Repeat the whole of the data, keeping every detail the same.

======

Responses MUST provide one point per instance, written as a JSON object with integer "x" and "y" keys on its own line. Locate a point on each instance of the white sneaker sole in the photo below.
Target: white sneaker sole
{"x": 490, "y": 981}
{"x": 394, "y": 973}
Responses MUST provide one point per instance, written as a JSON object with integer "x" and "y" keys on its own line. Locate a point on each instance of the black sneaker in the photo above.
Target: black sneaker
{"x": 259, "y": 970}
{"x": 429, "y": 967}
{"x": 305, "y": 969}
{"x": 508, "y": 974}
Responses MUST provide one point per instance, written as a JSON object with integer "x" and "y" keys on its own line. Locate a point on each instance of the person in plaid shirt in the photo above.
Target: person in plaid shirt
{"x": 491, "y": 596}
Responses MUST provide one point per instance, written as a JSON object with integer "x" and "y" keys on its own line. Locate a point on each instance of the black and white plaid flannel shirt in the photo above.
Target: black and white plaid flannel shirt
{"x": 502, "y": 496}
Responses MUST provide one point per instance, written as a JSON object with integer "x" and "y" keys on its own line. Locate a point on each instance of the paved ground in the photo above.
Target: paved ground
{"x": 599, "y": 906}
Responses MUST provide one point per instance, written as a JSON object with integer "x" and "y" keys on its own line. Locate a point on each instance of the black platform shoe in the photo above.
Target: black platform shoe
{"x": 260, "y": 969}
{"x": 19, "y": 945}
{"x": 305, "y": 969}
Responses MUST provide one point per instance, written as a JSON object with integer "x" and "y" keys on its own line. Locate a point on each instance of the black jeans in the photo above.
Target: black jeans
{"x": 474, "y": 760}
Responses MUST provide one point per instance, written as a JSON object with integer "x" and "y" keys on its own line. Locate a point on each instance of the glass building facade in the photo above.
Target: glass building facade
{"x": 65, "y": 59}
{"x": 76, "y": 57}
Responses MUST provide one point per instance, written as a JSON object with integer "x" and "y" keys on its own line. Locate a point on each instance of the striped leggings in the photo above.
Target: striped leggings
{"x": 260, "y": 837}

======

## Completed task
Responses MUST provide one point per instance, written as a JSON object with integer "x" and "y" keys on its own line. Locate a point on each instance of the white sneaker sole in the photo below.
Target: white sneaker sole
{"x": 490, "y": 981}
{"x": 394, "y": 973}
Responses MUST provide one point per instance, written as a JSON object with integer "x" and "y" keys on its own line. Locate a point on each instance of the black sneaker in the photo above.
Target: black sneaker
{"x": 259, "y": 970}
{"x": 429, "y": 967}
{"x": 305, "y": 969}
{"x": 508, "y": 974}
Responses MUST provide one point per instance, written as a JSON object with integer "x" and "y" keys on its own line. Locate a point on each instance of the person in plaid shirt in the photo above.
Target: person in plaid shirt
{"x": 491, "y": 596}
Responses MUST provide one point per instance, written as a JSON object with integer "x" and "y" keys on its own line. Locate a point on each instance of the black and white plaid flannel shirt in the photo above.
Target: black and white plaid flannel shirt
{"x": 502, "y": 496}
Responses MUST provide one point per instance, written as a JSON object with integer "x" and "y" keys on its own line. Locate a point on each instance of the paved ground in the photo above.
Target: paved ground
{"x": 599, "y": 906}
Responses MUST provide one point per instance, written as a JSON object with integer "x" and "y" keys on its own line. Locate a point on each instance of the black platform shoe in the photo above.
Target: black platform shoe
{"x": 260, "y": 969}
{"x": 19, "y": 945}
{"x": 305, "y": 969}
Responses MUST provide one point per instance, written as a JSON object with integer "x" and "y" keys on its own line. Locate a point on each instance of the black jeans in the photo above.
Target: black jeans
{"x": 474, "y": 760}
Responses MUST provide one point per instance, written as a JSON object with integer "x" and "y" keys on its own line. Locate a point on each instance of the glass building facade in the photo above.
Target: glass building facade
{"x": 65, "y": 59}
{"x": 76, "y": 57}
Responses MUST provide one point per instance, written as a JSON object with integer "x" and "y" keys on its own line. Locate a point on each instance of the striped leggings in the photo above.
Target: striped leggings
{"x": 260, "y": 837}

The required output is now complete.